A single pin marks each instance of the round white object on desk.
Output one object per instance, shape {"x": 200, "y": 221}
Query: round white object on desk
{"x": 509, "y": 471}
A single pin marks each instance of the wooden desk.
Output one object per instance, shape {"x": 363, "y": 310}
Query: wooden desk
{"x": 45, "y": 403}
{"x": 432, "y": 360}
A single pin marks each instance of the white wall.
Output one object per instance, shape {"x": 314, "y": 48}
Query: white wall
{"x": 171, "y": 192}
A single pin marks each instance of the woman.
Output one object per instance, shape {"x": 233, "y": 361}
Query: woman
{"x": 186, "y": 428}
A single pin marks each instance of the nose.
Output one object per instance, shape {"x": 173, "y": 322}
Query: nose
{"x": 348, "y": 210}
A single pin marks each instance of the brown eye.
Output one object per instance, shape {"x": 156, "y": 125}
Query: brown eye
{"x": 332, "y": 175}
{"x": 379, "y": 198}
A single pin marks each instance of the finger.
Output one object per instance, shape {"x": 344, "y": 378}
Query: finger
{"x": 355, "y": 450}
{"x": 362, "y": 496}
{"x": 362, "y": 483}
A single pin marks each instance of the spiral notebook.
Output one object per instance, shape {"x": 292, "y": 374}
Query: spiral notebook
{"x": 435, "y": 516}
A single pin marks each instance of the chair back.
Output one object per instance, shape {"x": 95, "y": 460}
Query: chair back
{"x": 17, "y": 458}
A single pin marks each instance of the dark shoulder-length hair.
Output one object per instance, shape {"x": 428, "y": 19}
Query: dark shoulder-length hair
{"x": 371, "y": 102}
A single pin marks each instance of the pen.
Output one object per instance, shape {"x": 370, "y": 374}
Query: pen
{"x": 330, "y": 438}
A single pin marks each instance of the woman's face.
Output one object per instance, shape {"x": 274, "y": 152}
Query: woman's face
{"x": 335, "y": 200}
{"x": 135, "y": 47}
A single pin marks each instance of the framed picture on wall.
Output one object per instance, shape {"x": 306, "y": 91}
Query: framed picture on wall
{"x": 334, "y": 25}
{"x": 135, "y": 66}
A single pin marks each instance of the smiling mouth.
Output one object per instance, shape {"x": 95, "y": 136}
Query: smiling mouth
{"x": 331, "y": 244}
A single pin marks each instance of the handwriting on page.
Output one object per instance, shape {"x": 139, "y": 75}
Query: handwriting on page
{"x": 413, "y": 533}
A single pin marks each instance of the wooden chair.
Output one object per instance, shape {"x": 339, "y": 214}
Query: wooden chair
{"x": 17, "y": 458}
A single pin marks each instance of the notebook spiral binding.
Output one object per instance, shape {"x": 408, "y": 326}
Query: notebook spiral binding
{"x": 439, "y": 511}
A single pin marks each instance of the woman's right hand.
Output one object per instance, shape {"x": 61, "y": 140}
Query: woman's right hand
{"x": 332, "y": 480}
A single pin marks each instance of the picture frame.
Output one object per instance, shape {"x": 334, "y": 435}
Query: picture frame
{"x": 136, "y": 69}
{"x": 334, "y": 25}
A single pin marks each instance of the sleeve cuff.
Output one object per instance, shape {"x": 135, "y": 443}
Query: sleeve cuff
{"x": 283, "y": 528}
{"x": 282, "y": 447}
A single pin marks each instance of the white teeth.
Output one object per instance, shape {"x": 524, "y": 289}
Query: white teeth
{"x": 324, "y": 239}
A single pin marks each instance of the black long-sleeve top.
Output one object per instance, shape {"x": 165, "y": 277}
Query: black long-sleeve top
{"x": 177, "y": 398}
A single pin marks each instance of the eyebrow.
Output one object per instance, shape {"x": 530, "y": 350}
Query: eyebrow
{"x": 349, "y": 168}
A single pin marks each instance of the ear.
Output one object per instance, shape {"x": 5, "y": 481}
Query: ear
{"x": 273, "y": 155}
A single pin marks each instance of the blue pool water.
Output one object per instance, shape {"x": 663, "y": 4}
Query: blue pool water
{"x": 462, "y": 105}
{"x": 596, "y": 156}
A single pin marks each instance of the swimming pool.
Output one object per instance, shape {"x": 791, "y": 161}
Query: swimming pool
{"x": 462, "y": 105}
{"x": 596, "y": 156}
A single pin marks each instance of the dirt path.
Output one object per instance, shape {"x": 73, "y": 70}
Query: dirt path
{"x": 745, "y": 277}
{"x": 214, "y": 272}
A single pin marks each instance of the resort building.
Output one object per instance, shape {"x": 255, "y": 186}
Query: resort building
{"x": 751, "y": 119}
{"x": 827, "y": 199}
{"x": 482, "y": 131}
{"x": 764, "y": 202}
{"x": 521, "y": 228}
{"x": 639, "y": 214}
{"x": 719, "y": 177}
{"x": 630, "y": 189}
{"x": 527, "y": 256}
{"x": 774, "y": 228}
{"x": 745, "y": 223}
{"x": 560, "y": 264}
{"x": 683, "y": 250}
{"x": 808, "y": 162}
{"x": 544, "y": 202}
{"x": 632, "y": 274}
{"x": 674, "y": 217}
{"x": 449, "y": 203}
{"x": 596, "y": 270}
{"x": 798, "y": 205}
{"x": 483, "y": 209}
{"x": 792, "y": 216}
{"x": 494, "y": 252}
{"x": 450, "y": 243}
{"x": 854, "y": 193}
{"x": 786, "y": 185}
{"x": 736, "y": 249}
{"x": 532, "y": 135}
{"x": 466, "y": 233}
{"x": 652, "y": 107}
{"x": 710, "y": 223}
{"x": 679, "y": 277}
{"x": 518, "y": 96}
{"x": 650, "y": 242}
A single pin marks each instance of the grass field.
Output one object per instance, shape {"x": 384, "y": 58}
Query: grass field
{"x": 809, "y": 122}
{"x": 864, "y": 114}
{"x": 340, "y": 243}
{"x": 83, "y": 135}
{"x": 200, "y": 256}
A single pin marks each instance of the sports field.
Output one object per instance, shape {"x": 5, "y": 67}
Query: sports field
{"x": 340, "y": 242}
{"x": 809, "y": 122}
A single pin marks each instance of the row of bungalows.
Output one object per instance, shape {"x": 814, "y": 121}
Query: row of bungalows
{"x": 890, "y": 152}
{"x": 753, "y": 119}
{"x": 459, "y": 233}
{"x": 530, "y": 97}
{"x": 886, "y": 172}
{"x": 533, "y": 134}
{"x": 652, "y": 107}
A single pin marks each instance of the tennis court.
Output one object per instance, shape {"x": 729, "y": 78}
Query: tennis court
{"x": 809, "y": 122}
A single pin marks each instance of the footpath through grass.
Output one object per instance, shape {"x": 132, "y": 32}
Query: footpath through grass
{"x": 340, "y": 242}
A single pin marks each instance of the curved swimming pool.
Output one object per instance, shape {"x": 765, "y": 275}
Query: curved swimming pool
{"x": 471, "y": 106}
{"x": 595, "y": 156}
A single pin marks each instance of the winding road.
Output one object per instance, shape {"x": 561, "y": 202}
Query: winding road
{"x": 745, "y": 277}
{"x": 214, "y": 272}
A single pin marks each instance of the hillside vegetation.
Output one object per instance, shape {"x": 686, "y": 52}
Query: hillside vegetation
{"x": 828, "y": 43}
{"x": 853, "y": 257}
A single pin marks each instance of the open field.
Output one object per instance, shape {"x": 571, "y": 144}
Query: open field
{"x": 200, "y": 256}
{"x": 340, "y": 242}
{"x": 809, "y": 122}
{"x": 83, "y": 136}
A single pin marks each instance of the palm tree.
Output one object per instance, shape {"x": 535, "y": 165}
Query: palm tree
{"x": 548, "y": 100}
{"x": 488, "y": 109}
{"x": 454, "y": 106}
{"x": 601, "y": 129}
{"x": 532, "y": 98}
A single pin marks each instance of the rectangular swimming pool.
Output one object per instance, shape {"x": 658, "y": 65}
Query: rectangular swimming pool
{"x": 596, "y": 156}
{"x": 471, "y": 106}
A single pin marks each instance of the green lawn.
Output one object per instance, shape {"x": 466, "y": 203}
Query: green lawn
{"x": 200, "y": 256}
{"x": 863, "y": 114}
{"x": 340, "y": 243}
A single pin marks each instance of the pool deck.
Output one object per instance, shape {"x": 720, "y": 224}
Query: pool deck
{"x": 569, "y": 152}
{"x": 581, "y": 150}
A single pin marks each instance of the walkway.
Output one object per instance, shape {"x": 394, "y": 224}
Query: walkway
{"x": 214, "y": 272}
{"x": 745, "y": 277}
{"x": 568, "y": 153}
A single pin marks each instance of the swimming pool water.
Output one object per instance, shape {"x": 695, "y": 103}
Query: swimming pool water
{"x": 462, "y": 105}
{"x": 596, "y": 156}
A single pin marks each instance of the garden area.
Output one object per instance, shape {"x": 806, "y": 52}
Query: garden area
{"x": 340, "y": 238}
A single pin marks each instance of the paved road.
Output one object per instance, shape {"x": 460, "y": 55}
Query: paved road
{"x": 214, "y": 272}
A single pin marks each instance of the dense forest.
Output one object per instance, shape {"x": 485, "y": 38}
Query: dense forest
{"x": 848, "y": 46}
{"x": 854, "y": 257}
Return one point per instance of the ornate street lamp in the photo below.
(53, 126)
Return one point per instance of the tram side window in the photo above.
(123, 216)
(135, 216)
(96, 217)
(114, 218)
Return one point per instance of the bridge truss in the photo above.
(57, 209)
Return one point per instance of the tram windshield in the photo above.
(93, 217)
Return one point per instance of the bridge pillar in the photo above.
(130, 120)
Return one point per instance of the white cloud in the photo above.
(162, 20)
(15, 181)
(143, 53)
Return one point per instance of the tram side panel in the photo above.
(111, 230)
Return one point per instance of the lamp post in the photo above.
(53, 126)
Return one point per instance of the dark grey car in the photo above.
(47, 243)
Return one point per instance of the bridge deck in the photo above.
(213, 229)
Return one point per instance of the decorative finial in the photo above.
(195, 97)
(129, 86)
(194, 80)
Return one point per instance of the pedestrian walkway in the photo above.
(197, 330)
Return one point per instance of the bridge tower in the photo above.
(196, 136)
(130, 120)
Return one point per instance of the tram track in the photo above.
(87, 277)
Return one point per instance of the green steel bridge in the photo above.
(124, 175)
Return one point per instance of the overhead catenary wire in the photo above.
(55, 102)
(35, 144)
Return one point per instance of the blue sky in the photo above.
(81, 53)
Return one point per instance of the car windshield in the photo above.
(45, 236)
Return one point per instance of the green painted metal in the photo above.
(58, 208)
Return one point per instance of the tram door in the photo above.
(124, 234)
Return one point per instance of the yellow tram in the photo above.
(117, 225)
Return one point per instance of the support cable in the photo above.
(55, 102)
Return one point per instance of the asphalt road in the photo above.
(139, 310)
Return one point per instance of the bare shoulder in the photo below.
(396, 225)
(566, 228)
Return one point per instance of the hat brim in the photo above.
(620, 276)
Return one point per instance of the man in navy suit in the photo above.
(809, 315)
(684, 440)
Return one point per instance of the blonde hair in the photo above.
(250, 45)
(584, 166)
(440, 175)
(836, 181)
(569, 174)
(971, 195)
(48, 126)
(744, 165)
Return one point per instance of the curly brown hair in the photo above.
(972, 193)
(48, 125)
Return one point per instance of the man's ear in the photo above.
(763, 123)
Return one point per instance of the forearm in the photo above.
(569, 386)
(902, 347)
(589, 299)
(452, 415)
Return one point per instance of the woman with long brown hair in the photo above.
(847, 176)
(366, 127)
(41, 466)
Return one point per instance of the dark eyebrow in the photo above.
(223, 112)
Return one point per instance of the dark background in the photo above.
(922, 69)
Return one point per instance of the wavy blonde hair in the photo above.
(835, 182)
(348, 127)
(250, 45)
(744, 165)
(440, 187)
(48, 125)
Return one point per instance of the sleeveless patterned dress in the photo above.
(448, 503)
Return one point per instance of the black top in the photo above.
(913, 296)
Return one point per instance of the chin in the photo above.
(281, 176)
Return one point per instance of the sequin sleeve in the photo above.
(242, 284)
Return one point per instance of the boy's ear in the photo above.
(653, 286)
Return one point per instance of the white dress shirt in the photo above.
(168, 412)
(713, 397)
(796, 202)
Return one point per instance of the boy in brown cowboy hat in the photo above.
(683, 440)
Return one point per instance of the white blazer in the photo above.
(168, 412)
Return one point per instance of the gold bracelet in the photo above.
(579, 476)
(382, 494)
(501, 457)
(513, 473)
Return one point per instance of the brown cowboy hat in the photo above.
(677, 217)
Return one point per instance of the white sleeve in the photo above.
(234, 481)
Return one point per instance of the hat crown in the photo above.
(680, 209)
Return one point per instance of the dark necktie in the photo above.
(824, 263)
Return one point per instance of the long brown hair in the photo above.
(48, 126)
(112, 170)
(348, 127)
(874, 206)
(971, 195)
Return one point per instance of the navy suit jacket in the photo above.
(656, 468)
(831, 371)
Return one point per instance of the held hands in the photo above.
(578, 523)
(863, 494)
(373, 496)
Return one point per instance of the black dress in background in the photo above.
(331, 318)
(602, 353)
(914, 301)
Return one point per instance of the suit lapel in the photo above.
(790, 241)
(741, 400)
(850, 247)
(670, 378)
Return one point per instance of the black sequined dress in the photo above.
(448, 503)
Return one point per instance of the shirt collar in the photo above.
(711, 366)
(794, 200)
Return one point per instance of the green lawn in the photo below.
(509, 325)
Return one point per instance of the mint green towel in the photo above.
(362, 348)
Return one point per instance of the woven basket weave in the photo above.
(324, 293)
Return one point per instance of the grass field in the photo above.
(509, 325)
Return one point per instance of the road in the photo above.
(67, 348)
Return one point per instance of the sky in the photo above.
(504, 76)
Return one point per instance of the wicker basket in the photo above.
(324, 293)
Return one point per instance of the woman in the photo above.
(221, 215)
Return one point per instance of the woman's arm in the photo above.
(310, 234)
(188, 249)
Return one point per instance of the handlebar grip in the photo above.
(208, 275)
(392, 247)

◆ ◆ ◆

● **Task directions**:
Starting at the line that contains "Return one point per instance of the grass" and ending at the final line of the entries above, set out those lines as a numbered list, leaving out any blank lines.

● **Problem solution**:
1. Return one point per instance of the grass field in the photo above.
2. (509, 325)
3. Return one point per instance of the road in the photo above.
4. (67, 348)
5. Return one point per instance of the sky in the photo above.
6. (504, 76)
7. Return one point per instance of the wicker basket in the photo above.
8. (324, 293)
9. Return one point per instance of the woman in the photo above.
10. (221, 215)
11. Return one point per instance of the woman's arm in the photo above.
12. (310, 234)
13. (188, 249)
14. Return one point per instance of the handlebar grip in the photo above.
15. (208, 275)
16. (392, 247)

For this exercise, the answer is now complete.